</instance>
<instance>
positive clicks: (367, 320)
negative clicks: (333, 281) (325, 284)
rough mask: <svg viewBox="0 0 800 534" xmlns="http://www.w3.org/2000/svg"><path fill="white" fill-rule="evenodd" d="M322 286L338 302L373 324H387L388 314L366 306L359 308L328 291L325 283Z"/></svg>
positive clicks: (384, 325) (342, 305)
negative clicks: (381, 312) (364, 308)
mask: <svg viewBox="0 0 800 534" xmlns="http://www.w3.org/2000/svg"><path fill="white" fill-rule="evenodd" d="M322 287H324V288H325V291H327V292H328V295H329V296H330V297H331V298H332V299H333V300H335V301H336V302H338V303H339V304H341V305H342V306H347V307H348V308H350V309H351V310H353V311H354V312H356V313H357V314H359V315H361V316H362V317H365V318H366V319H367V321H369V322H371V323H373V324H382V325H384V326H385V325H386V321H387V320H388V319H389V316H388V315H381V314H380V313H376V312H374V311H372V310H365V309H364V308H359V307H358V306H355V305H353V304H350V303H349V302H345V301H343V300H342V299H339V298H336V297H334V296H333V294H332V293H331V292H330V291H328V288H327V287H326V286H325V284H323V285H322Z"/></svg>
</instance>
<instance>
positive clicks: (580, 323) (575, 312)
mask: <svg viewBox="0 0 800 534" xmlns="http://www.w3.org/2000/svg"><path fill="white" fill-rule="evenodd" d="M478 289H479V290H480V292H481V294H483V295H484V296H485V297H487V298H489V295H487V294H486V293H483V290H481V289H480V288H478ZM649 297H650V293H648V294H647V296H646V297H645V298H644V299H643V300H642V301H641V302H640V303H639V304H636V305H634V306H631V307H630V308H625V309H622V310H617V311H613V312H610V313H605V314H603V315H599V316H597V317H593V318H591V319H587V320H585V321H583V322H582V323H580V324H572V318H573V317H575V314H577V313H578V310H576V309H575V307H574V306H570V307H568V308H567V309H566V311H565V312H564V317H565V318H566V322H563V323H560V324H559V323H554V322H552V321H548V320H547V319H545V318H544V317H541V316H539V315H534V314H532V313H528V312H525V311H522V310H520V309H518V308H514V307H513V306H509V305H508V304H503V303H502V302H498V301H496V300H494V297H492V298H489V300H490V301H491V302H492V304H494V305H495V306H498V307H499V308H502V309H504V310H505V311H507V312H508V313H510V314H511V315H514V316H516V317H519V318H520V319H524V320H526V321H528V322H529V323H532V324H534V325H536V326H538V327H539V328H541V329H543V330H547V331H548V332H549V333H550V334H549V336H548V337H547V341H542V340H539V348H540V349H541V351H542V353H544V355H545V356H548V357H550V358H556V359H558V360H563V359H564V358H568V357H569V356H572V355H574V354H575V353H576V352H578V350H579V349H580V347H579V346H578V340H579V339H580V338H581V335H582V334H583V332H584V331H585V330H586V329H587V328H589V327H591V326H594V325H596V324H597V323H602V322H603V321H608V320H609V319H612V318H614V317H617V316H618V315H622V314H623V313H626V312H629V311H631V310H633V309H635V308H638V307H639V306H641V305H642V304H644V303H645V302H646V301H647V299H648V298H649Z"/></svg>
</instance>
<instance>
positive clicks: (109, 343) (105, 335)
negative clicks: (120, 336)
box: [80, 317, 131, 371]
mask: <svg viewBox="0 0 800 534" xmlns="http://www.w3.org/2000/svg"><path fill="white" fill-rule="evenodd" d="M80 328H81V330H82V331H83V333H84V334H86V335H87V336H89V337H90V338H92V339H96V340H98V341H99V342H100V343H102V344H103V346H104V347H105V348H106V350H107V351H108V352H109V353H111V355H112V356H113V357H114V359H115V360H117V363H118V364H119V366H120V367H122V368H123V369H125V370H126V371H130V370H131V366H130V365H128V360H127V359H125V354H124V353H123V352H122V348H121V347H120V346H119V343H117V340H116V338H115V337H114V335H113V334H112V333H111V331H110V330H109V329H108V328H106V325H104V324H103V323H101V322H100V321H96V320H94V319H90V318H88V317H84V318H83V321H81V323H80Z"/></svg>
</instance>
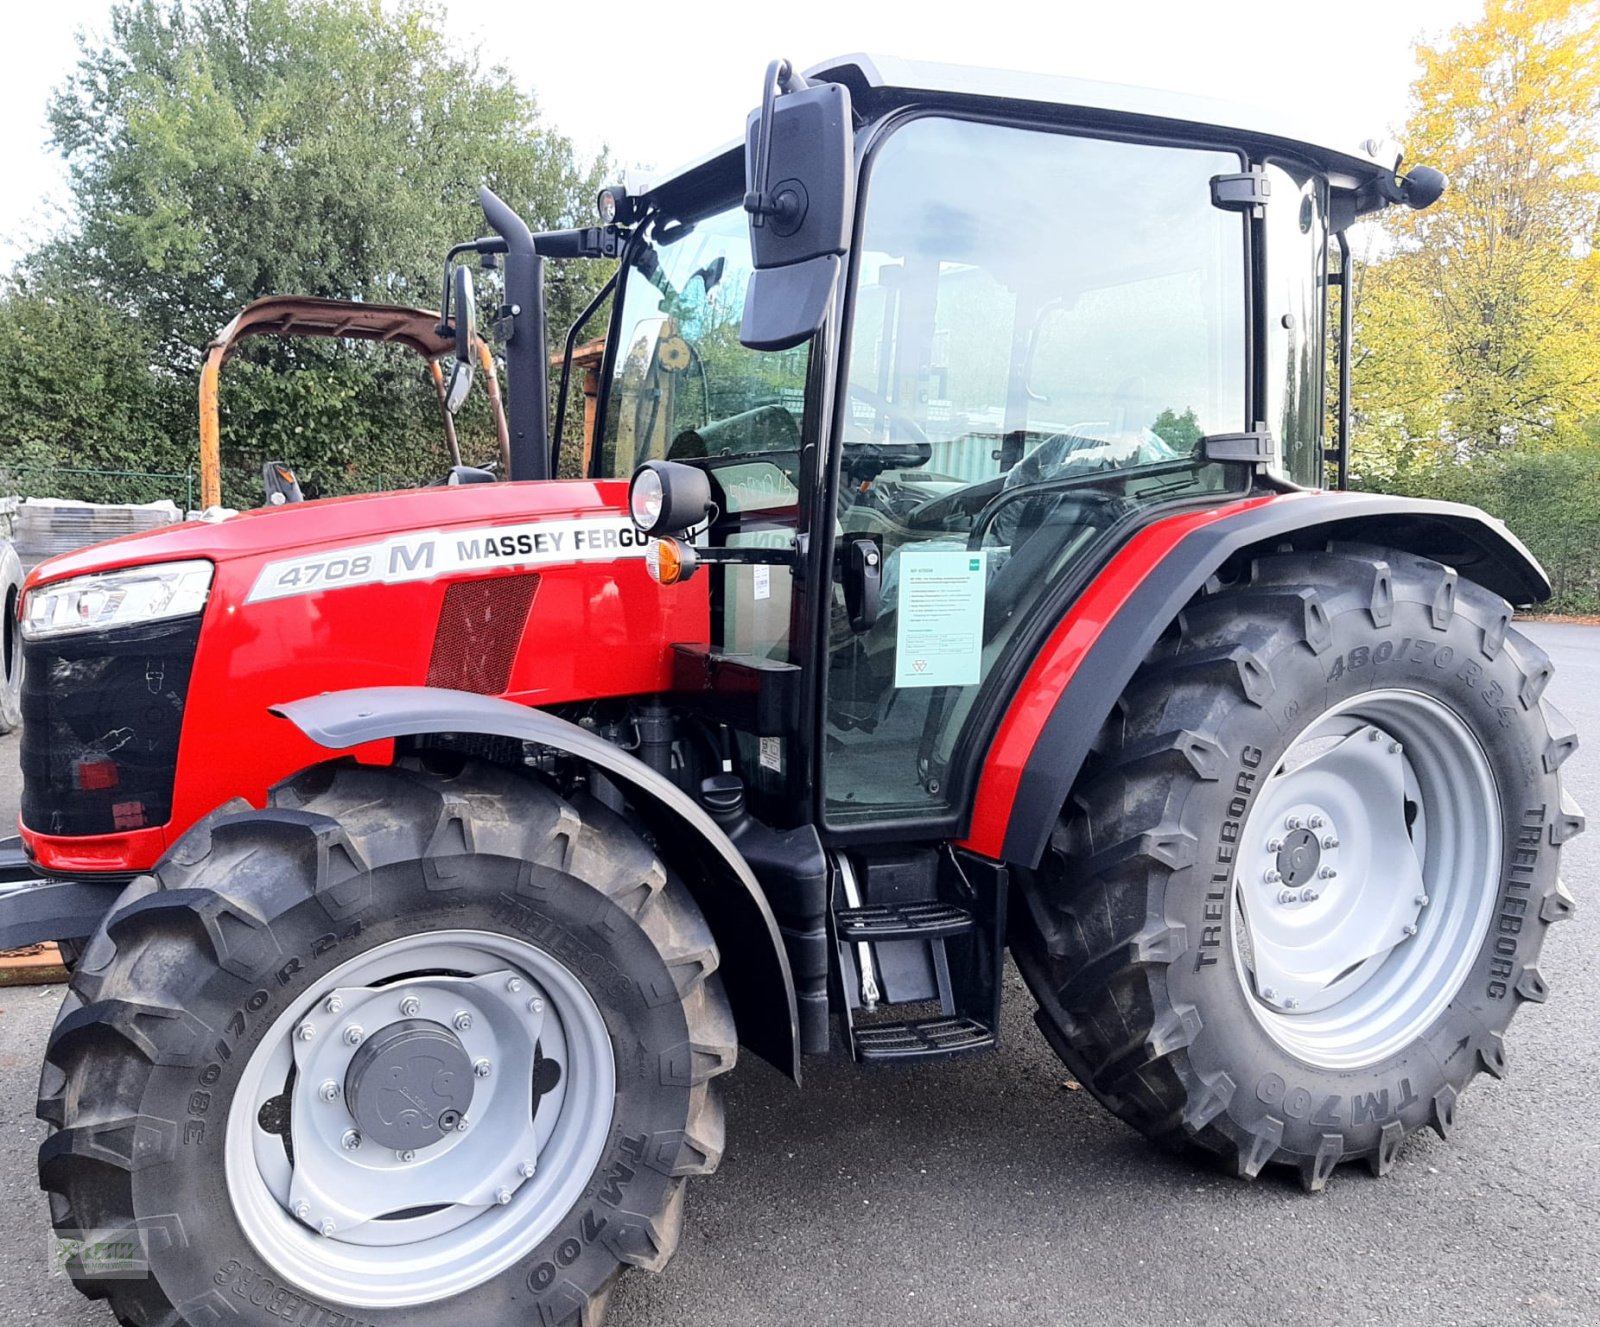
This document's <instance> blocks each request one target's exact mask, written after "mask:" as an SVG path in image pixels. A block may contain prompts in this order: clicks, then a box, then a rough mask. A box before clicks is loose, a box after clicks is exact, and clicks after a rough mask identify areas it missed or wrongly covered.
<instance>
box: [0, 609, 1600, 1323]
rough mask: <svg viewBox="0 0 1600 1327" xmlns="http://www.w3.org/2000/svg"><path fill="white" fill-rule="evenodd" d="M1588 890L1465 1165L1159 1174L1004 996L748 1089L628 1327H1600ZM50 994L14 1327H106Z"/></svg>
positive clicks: (1593, 1038)
mask: <svg viewBox="0 0 1600 1327" xmlns="http://www.w3.org/2000/svg"><path fill="white" fill-rule="evenodd" d="M1530 634H1531V635H1533V637H1534V639H1538V640H1539V643H1541V645H1544V648H1546V650H1549V651H1550V653H1552V655H1554V656H1555V659H1557V674H1555V682H1554V684H1552V688H1550V696H1552V700H1554V701H1555V704H1558V706H1560V708H1562V709H1563V711H1565V712H1566V714H1568V717H1570V719H1573V720H1574V722H1576V724H1578V728H1579V732H1581V733H1582V735H1584V736H1586V740H1587V746H1586V748H1584V749H1581V751H1579V752H1578V756H1576V757H1574V759H1573V760H1571V762H1570V764H1568V765H1566V772H1568V786H1570V789H1571V791H1573V794H1574V796H1576V797H1578V800H1579V802H1581V804H1582V805H1586V807H1587V808H1589V810H1590V812H1592V813H1595V812H1600V627H1587V626H1557V624H1546V623H1538V624H1533V626H1531V627H1530ZM14 765H16V740H14V738H0V813H3V815H5V816H6V820H10V815H11V808H14V804H16V775H14ZM1597 874H1600V834H1597V832H1590V834H1587V836H1584V837H1581V839H1578V840H1574V842H1573V844H1571V845H1570V847H1568V852H1566V871H1565V876H1566V882H1568V885H1570V887H1571V888H1573V892H1574V893H1576V895H1578V900H1579V911H1578V919H1576V920H1574V922H1570V924H1566V925H1562V927H1557V928H1555V930H1554V932H1552V933H1550V938H1549V943H1547V944H1546V951H1544V959H1542V962H1541V968H1542V972H1544V975H1546V978H1547V980H1549V983H1550V986H1552V991H1554V994H1552V997H1550V1002H1549V1004H1547V1005H1542V1007H1539V1005H1530V1007H1526V1008H1525V1010H1523V1012H1522V1015H1520V1016H1518V1020H1517V1023H1515V1026H1514V1028H1512V1032H1510V1036H1509V1039H1507V1040H1509V1047H1510V1055H1512V1074H1510V1077H1509V1079H1507V1080H1504V1082H1493V1080H1486V1079H1478V1080H1477V1082H1475V1084H1474V1087H1472V1092H1470V1093H1469V1095H1467V1096H1466V1098H1464V1103H1462V1109H1461V1114H1459V1122H1458V1127H1456V1130H1454V1133H1453V1135H1451V1140H1450V1143H1448V1145H1446V1143H1440V1141H1438V1140H1437V1138H1435V1137H1434V1135H1432V1133H1427V1135H1421V1137H1418V1138H1414V1140H1413V1141H1410V1143H1408V1145H1406V1148H1405V1151H1403V1153H1402V1157H1400V1162H1398V1165H1397V1167H1395V1170H1394V1173H1392V1175H1389V1177H1387V1178H1386V1180H1381V1181H1378V1180H1373V1178H1370V1177H1368V1175H1366V1172H1365V1170H1355V1169H1346V1170H1342V1172H1341V1173H1338V1175H1336V1177H1334V1180H1333V1181H1331V1183H1330V1186H1328V1189H1326V1193H1323V1194H1320V1196H1315V1197H1307V1196H1304V1194H1301V1191H1299V1188H1298V1185H1296V1183H1293V1181H1291V1180H1282V1178H1264V1180H1259V1181H1256V1183H1253V1185H1246V1183H1238V1181H1234V1180H1226V1178H1221V1177H1219V1175H1216V1173H1210V1172H1205V1170H1197V1169H1195V1167H1192V1165H1190V1164H1187V1162H1184V1161H1178V1159H1173V1157H1170V1156H1165V1154H1162V1153H1158V1151H1155V1149H1152V1148H1150V1146H1147V1145H1146V1143H1144V1141H1142V1140H1141V1138H1139V1137H1136V1135H1134V1133H1131V1132H1130V1130H1128V1129H1125V1127H1123V1125H1120V1124H1118V1122H1117V1121H1114V1119H1112V1117H1110V1116H1109V1114H1106V1113H1104V1111H1102V1109H1101V1108H1099V1106H1098V1104H1096V1103H1094V1101H1093V1100H1091V1098H1090V1096H1088V1093H1085V1092H1072V1090H1067V1088H1066V1087H1064V1085H1062V1080H1064V1074H1062V1071H1061V1068H1059V1064H1058V1061H1056V1060H1054V1056H1053V1055H1051V1053H1050V1050H1048V1048H1046V1047H1045V1044H1043V1040H1042V1039H1040V1037H1038V1034H1037V1032H1035V1031H1034V1026H1032V1021H1030V1013H1032V1007H1030V1002H1029V999H1027V994H1026V992H1024V991H1022V989H1021V986H1019V983H1018V978H1016V976H1014V973H1013V975H1011V978H1010V986H1008V989H1006V1013H1005V1029H1003V1031H1005V1037H1003V1047H1002V1050H1000V1053H998V1055H995V1056H986V1058H982V1060H976V1061H966V1063H955V1064H947V1066H942V1068H923V1069H910V1071H896V1069H878V1071H872V1072H866V1071H861V1069H856V1068H853V1066H850V1064H848V1063H824V1061H811V1063H810V1064H808V1068H806V1076H808V1077H806V1090H805V1092H797V1090H795V1088H794V1087H790V1085H789V1084H787V1080H786V1079H782V1077H779V1076H778V1074H776V1072H773V1071H771V1069H768V1068H765V1066H763V1064H760V1063H757V1061H754V1060H749V1061H747V1063H746V1064H742V1066H741V1068H739V1071H738V1072H736V1074H734V1076H733V1077H731V1082H730V1090H728V1096H730V1111H728V1154H726V1157H725V1161H723V1165H722V1170H720V1172H718V1173H717V1175H715V1177H712V1178H709V1180H702V1181H696V1183H693V1185H691V1193H690V1202H688V1217H686V1225H685V1231H683V1244H682V1247H680V1250H678V1257H677V1260H675V1261H674V1263H672V1266H670V1268H669V1271H667V1273H664V1274H662V1276H654V1277H648V1276H630V1277H626V1279H624V1282H622V1285H621V1289H619V1290H618V1295H616V1298H614V1301H613V1311H611V1317H610V1322H611V1324H613V1327H666V1324H690V1322H693V1324H696V1327H718V1325H720V1324H730V1327H733V1325H734V1324H736V1325H738V1327H766V1324H794V1322H848V1324H851V1327H878V1325H880V1324H882V1325H883V1327H888V1324H925V1322H962V1324H1050V1322H1067V1321H1069V1319H1070V1321H1082V1322H1106V1324H1112V1322H1117V1324H1122V1322H1126V1324H1144V1322H1186V1324H1213V1322H1214V1324H1235V1322H1272V1324H1314V1325H1315V1327H1331V1324H1392V1322H1427V1324H1491V1322H1525V1324H1595V1322H1600V1215H1597V1204H1595V1193H1597V1189H1600V1138H1597V1133H1595V1132H1594V1130H1590V1127H1589V1124H1590V1122H1594V1121H1597V1119H1600V1092H1597V1072H1595V1053H1594V1047H1595V1044H1597V1042H1600V983H1597V981H1595V978H1594V975H1592V973H1594V968H1595V959H1597V956H1600V908H1597V906H1595V900H1594V895H1595V880H1597ZM58 999H59V989H50V988H46V989H29V988H16V989H10V991H0V1202H3V1204H5V1210H10V1212H11V1217H10V1220H8V1221H6V1223H5V1226H3V1229H0V1303H3V1305H6V1308H5V1309H3V1311H0V1317H3V1321H5V1322H8V1324H13V1322H14V1324H54V1325H56V1327H67V1324H83V1327H109V1324H110V1322H112V1319H110V1314H109V1313H107V1311H106V1309H104V1308H102V1306H98V1305H91V1303H88V1301H85V1300H80V1298H78V1297H77V1293H75V1292H74V1290H72V1287H70V1284H69V1282H66V1281H64V1279H58V1277H53V1276H50V1274H48V1271H46V1266H48V1263H46V1252H48V1242H46V1220H45V1204H43V1199H42V1196H40V1194H38V1193H37V1191H35V1188H34V1183H35V1181H34V1149H35V1146H37V1145H38V1140H40V1137H42V1133H43V1125H40V1124H38V1122H37V1121H35V1119H34V1087H35V1077H37V1066H38V1058H40V1052H42V1047H43V1044H45V1037H46V1034H48V1029H50V1023H51V1018H53V1015H54V1008H56V1004H58Z"/></svg>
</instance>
===============
== What is being asked ==
Return, verbatim, the lines of the records beginning at the line that contains "This document's <instance>" and ending with the line that contains "positive clicks: (1593, 1038)", both included.

== Task solution ==
This document's <instance> blocks each request one target's exact mask, written after "mask:" as an SVG path in image pixels. A block may contain prompts in this order: clicks, then a box, then a rough mask. A box before clicks is loose, a box after clicks is exact, and clicks after a rough mask identify areas it missed or wrongly covered.
<instance>
box: [0, 609, 1600, 1323]
rough mask: <svg viewBox="0 0 1600 1327" xmlns="http://www.w3.org/2000/svg"><path fill="white" fill-rule="evenodd" d="M1588 890L1465 1165L1159 1174L1004 996L748 1089L628 1327H1600ZM50 994L14 1327H106Z"/></svg>
positive clicks: (1593, 1038)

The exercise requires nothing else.